Your assignment
Omit every picture, then return each line of the data below exactly.

Extracted data
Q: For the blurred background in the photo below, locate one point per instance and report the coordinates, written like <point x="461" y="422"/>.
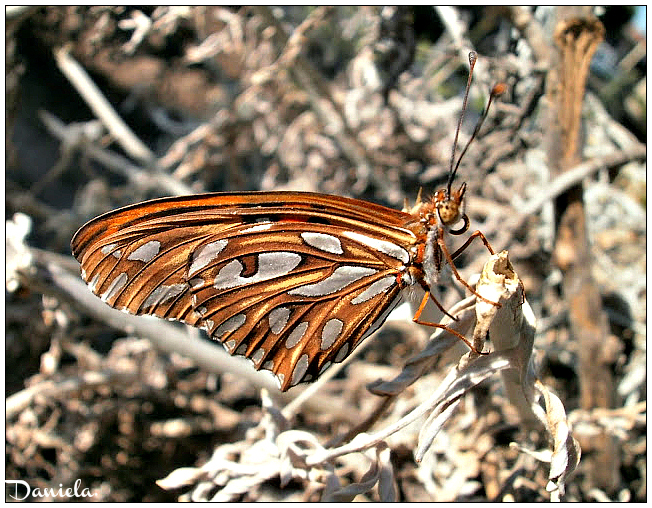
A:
<point x="354" y="101"/>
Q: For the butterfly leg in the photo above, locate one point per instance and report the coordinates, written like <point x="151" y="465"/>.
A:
<point x="449" y="258"/>
<point x="468" y="242"/>
<point x="430" y="295"/>
<point x="417" y="316"/>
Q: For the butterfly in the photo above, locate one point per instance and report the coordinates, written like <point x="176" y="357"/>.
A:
<point x="293" y="281"/>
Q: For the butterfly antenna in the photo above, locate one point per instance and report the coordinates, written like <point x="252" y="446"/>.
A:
<point x="497" y="90"/>
<point x="451" y="175"/>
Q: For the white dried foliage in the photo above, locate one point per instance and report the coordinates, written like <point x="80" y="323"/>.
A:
<point x="18" y="257"/>
<point x="272" y="451"/>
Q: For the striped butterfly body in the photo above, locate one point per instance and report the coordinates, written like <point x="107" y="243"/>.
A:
<point x="293" y="281"/>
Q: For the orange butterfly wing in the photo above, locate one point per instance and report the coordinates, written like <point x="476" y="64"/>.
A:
<point x="293" y="281"/>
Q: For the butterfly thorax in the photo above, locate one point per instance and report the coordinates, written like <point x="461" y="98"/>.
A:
<point x="431" y="220"/>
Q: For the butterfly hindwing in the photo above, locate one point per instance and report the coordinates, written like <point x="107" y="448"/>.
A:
<point x="292" y="287"/>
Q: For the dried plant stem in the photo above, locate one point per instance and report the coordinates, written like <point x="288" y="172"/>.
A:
<point x="100" y="106"/>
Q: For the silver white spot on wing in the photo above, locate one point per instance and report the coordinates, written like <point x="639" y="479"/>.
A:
<point x="230" y="325"/>
<point x="341" y="354"/>
<point x="389" y="248"/>
<point x="258" y="356"/>
<point x="340" y="278"/>
<point x="296" y="335"/>
<point x="106" y="250"/>
<point x="163" y="294"/>
<point x="380" y="286"/>
<point x="300" y="369"/>
<point x="270" y="266"/>
<point x="145" y="252"/>
<point x="93" y="283"/>
<point x="196" y="282"/>
<point x="322" y="241"/>
<point x="118" y="283"/>
<point x="268" y="365"/>
<point x="330" y="333"/>
<point x="278" y="318"/>
<point x="205" y="254"/>
<point x="263" y="226"/>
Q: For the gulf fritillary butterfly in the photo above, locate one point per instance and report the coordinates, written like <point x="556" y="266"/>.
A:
<point x="293" y="281"/>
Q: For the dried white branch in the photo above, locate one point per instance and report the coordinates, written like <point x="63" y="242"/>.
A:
<point x="100" y="106"/>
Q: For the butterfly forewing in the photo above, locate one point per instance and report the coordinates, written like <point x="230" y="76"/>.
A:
<point x="293" y="281"/>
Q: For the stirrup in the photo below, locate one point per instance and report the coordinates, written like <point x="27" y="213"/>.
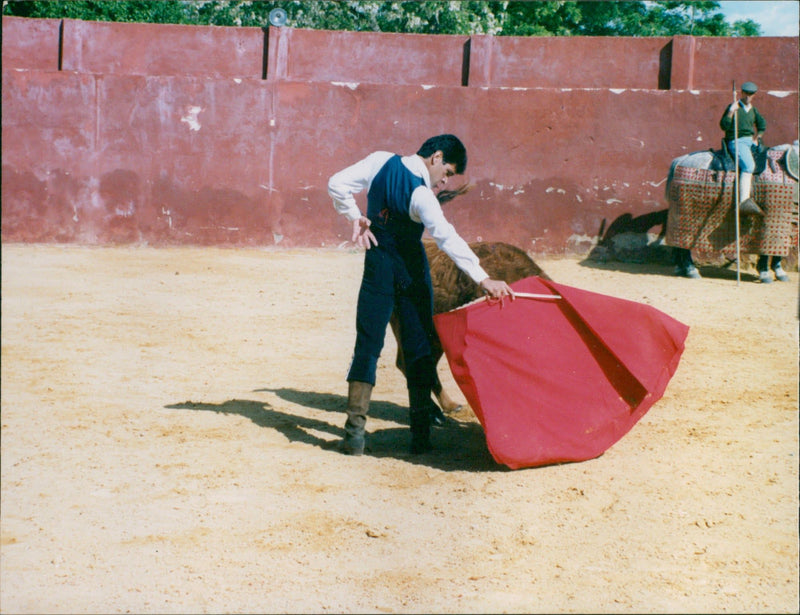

Task solution
Q: For the blurred background in the photo below, locate one point per instance and report the coordinates, written like <point x="461" y="422"/>.
A:
<point x="354" y="101"/>
Q: For the butterfly leg in the photo above, locate one point per instance and report the coordinates, written like <point x="151" y="465"/>.
A:
<point x="449" y="258"/>
<point x="468" y="242"/>
<point x="430" y="295"/>
<point x="417" y="316"/>
Q: For the butterfly in the photo above, locate one point per instance and report the coordinates, written like <point x="176" y="357"/>.
A:
<point x="293" y="281"/>
Q: For the butterfly antenna in the photo above, locate one point per instance and report the coordinates, written like <point x="252" y="446"/>.
A:
<point x="497" y="90"/>
<point x="451" y="175"/>
Q: For the white dried foliage in the photo above, locate one point per instance and report the coordinates, written like <point x="80" y="323"/>.
A:
<point x="18" y="257"/>
<point x="272" y="451"/>
Q: For the striped butterfly body in the photo above, locate one point per instance and report the coordinates, written like <point x="107" y="243"/>.
A:
<point x="293" y="281"/>
Q: For the orange butterfly wing in the photo above, locate one point per instance and report the coordinates, written like <point x="476" y="64"/>.
A:
<point x="293" y="281"/>
Q: For the butterfly thorax in the photo above, locate one point per instance and report the coordinates, written like <point x="461" y="98"/>.
A:
<point x="431" y="220"/>
Q: For the butterfly hindwing in the photo above, locate one point per instance and report the coordinates, written like <point x="107" y="448"/>.
A:
<point x="292" y="287"/>
Q: For the dried plant stem in the photo above, locate one point per instance and report the coordinates, written like <point x="288" y="172"/>.
A:
<point x="100" y="106"/>
Q: For the silver white spot on wing in the photo above, locate one point per instance and report the coordinates, written like <point x="639" y="479"/>.
A:
<point x="230" y="325"/>
<point x="341" y="354"/>
<point x="389" y="248"/>
<point x="258" y="356"/>
<point x="340" y="278"/>
<point x="296" y="335"/>
<point x="106" y="250"/>
<point x="163" y="294"/>
<point x="380" y="286"/>
<point x="300" y="369"/>
<point x="270" y="266"/>
<point x="145" y="252"/>
<point x="93" y="283"/>
<point x="196" y="282"/>
<point x="322" y="241"/>
<point x="118" y="283"/>
<point x="268" y="365"/>
<point x="330" y="333"/>
<point x="278" y="318"/>
<point x="205" y="254"/>
<point x="263" y="226"/>
Q: For the gulf fritillary butterfly in the photo above, locate one point per instance and report the coordinates, written like <point x="556" y="266"/>.
A:
<point x="293" y="281"/>
Q: For the dried white branch in the photo above, locate one point per instance and report the coordinates, written like <point x="63" y="242"/>.
A:
<point x="100" y="106"/>
Q: For the butterfly forewing in the photo above, locate one point per instance and report the coordinates, written like <point x="230" y="76"/>.
A:
<point x="293" y="281"/>
Q: For the stirrup in the photo below, locate one point per instance and report the coordinates, written like <point x="27" y="213"/>.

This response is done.